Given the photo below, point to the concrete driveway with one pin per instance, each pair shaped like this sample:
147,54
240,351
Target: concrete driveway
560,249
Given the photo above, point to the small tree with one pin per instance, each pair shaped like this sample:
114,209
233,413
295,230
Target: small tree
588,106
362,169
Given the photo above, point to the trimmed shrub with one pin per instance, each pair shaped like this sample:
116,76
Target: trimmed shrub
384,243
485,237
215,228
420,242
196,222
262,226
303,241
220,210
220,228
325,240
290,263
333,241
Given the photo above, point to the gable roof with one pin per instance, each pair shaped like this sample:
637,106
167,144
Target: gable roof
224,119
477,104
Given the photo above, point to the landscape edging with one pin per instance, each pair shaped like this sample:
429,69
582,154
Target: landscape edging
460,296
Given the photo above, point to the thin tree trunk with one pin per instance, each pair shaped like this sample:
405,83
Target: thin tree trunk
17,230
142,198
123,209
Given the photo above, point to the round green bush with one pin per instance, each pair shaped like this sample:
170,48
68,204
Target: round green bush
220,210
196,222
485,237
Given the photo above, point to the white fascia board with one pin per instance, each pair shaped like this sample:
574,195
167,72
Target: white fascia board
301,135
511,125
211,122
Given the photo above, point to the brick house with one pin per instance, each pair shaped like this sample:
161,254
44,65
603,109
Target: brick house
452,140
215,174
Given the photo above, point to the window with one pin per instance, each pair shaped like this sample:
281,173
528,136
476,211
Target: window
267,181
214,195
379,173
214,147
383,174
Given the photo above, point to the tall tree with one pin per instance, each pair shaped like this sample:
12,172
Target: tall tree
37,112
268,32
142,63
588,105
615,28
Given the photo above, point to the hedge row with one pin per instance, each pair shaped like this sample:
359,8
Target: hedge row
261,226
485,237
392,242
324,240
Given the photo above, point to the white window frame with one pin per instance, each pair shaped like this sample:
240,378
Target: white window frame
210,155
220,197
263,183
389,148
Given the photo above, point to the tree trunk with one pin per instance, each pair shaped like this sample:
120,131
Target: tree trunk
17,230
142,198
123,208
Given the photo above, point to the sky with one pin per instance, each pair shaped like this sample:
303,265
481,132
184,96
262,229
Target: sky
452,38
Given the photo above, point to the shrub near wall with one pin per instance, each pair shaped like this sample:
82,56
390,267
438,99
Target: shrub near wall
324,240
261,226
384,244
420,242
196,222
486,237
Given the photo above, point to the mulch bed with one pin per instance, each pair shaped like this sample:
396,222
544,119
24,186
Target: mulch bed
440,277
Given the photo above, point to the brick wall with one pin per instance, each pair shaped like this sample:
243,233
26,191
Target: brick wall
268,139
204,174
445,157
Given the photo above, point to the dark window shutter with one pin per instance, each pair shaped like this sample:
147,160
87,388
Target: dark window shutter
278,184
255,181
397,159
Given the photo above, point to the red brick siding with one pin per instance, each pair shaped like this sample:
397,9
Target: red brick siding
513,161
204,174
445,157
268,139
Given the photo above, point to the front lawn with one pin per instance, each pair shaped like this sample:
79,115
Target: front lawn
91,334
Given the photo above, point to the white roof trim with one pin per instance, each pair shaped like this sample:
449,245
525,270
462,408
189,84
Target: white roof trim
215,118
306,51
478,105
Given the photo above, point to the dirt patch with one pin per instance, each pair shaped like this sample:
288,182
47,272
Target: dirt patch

- _What is being asked_
Down to the last line, reproduce the entries above precisely.

- _Worked solution_
Given the photo below, point to the concrete driveway with one pin per instance, each pair shaped like this sample:
147,54
240,351
Target: concrete driveway
560,249
Given the photo above, point to the small tree with one pin per instance, each pair shaped like this sample:
114,209
233,413
295,230
Target: small tree
588,106
362,169
Given the photo above, point to the trimmed shrub with one pin per instance, each pair shaped like this sample:
116,76
Target: trimmed shrub
384,243
485,237
215,228
420,242
196,222
262,226
303,241
220,210
220,228
325,240
290,263
333,241
Given the photo above, point to the gable roof with one pin per instance, each pair shaped like this sample:
637,106
167,144
Target: gable roof
224,119
477,104
Given the photo above, point to the landscape edging with one pin per instance, each pair shaped like this sample:
429,69
582,154
Target: landscape edging
460,296
Given the photo above, point to the thin tree trunk with one pin per instance, each pair shaped like this sample:
405,83
Target: thin tree trunk
17,230
142,198
123,209
Given the photo above, point to the round green bush with one pin per instance, each pair shaped like this sample:
170,48
68,204
Target: round green bush
220,210
196,222
485,237
Given the photo above, point to the white fascia board with one pin per instance, each pair shaped like this sample:
574,195
167,72
Target: white fascia board
301,135
511,125
211,122
Given the photo above, point to the brick house with one pin per instance, each pair shaped like this sample:
161,254
44,65
603,109
Target: brick house
452,140
215,174
Given the photo above, point to the window with one pin per instance, each pair shaped like this sample:
281,173
528,136
476,211
Target: window
267,181
214,195
379,173
214,147
383,174
Given the photo above, point to the tall tree with one pin per instance, each pair shaped like this sample:
12,172
Target: tall tree
37,112
268,32
142,63
588,105
615,28
Given the photo above, point to the hedge row with one pin per instance, each pair shaped like this sample:
359,8
Target: hedge row
261,226
485,237
392,242
324,240
Given the photo above, point to the white window frame with one pin per instance, each pair shaped like this sample:
240,378
Target: white window frame
210,155
220,197
263,183
389,148
Given the photo above, point to the tree trunk with one pin per instance, each pair shaped like this sample:
120,131
Target: tree trunk
17,230
142,198
123,208
Given the photo above, point to the sky with one pin per instance, each pair shaped like this sample:
303,265
481,132
184,96
262,229
Target: sky
452,38
Given the photo above, point to the shrub near wall with one pin per instance, each pair shaped like this sample:
82,56
390,267
438,99
Target: shrub near wall
324,240
261,226
384,244
420,242
196,222
486,237
Given the photo above, point to the mulch bed with one pin per instance, each pair shaped like this sample:
396,222
544,119
24,186
Target: mulch bed
440,277
Given the photo above, point to the brick wall with one pin per instance, each pair shaped like this sample:
243,233
26,191
Target: brick wall
268,139
204,174
445,157
Given the photo above, point to the dark window shutter with one pin per instance, each pair shaped like this sample:
147,160
87,388
Target: dark window shutter
278,184
255,181
397,159
Given the photo above, point to the red brick siding with one pin per instance, each pair shaped like this sample:
397,9
Target: red brick siding
513,161
204,174
445,157
268,139
Given the photo above, point to the front lawn with one pin per instance, each pair shaped like this sample:
79,115
Target: front lawn
91,334
Given the photo above, point to the white roof trim with one pin per instance, each pair shaped like this sample:
449,245
525,270
462,408
189,84
Target: white roof trim
215,118
306,51
478,105
Given the photo above, point to the dirt patch with one pin per instance, each pair shaped like this sample:
288,182
47,272
Target: dirt patch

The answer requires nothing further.